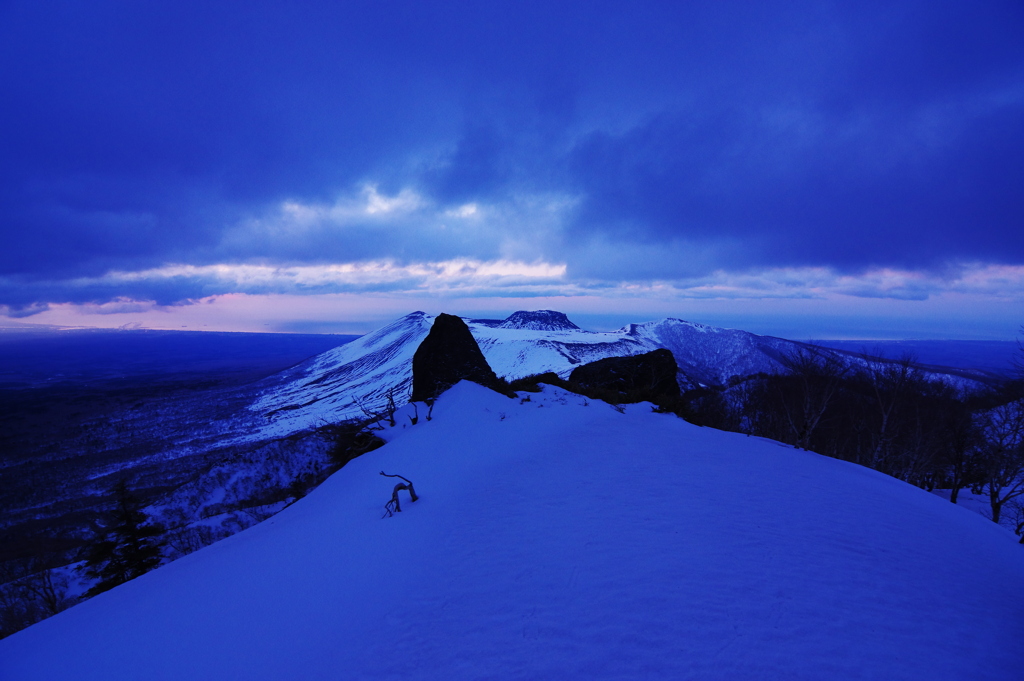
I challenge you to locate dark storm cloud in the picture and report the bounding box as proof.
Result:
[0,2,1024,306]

============================================================

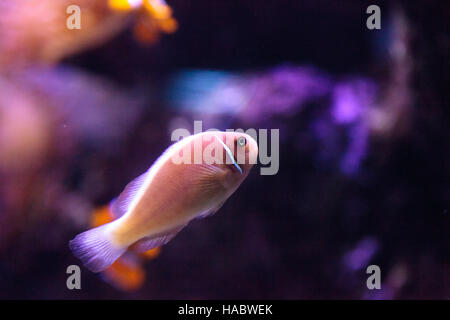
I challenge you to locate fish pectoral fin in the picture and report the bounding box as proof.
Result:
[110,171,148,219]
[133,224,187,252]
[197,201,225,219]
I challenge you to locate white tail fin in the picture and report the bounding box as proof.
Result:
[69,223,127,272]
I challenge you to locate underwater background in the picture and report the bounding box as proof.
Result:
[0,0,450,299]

============================================================

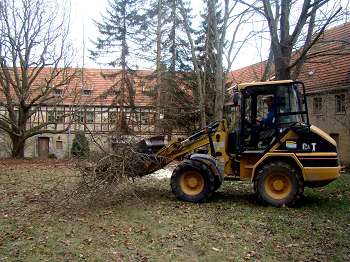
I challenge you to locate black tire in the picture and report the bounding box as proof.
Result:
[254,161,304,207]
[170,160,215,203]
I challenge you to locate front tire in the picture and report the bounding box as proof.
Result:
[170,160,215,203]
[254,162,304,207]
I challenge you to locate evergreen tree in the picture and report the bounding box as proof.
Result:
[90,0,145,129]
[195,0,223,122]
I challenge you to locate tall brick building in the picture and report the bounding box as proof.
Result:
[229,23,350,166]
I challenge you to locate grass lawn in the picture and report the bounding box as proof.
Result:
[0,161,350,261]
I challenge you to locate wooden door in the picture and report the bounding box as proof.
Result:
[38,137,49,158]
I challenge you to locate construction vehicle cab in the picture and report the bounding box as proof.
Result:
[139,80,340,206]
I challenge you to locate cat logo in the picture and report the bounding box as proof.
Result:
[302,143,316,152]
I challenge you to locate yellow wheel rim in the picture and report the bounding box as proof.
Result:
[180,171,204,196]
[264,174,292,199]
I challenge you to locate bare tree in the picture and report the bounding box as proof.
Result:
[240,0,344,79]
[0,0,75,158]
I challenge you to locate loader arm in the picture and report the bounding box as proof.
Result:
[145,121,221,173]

============================================================

Goal of the exercise: Rewrite every line from the one containing "I challenge you to locate fish" through the one containing "[69,223,127,272]", offsetting each bounding box coordinate by 132 and copying all other lines in that span unchanged.

Task result:
I challenge you to locate fish pectoral fin in the picture and report the bounding box as proof.
Result:
[242,303,280,351]
[265,356,319,384]
[329,333,357,351]
I challenge you to locate white tail fin in the picture and report the bounding box as proof.
Result:
[201,355,259,404]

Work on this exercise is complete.